The nobility of the Kingdom of Jerusalem disapproved of the alliance between King Hethum I of Cilicia and the expanding Mongol Empire. Mayer speculates that Julian of Sidon and John of Jaffa may have connived to separate from their wives when their Cilician marriages turned politically inconvenient. Edbury notes that King Hugh's marriage with Isabella of Beirut is recorded as having been concluded in only one near-contemporary source, the Lignages d'Outremer; other sources speak only of preparations being made for the marriage.

PROVIDED DATA ->
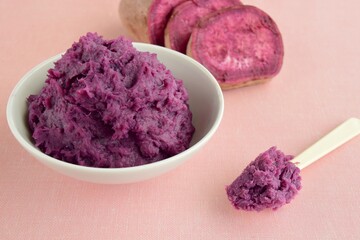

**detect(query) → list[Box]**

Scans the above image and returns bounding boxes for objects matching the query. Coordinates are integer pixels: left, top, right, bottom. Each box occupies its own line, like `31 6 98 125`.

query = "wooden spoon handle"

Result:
292 118 360 169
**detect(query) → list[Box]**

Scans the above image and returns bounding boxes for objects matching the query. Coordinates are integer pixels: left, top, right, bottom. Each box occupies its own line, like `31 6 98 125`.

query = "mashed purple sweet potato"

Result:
226 147 301 211
28 33 194 168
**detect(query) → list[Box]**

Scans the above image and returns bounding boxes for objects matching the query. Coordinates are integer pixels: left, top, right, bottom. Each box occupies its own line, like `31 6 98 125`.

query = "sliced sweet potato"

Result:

WHAT TO DO ->
A: List every person named in the passage about the nobility of Jerusalem, in the order they first appear.
B: Write the next part of the passage about the nobility of Jerusalem, picking up after its final sentence.
The entries are not needed for what follows.

ANSWERS TO THE PROBLEMS ->
A: Hethum I of Cilicia, Mayer, Julian of Sidon, John of Jaffa, Edbury, Hugh, Isabella of Beirut

B:
The letters may have had a personal motivation. Before becoming pope, James Pantaleon (Urban IV) was the Latin patriarch of Jerusalem and thus well-acquainted with the situation in the kingdom. He had developed a dislike for John of Jaffa and sided with John of Arsur. Mayer speculates that James may have witnessed the beginning of John's affair with Plaisance and interprets the strong language of the pope's letter to John as a concern about the potential implications of the relationship. James travelled to Italy in early 1261 and was elected pope on 29 August; only weeks later, Plaisance died. The letters may have still been in draft form when the pope learned of the queen's death and it is possible that they were never sent. John consequently faced no ecclesiastical sanctions. It is not known whether he reconciled with his wife.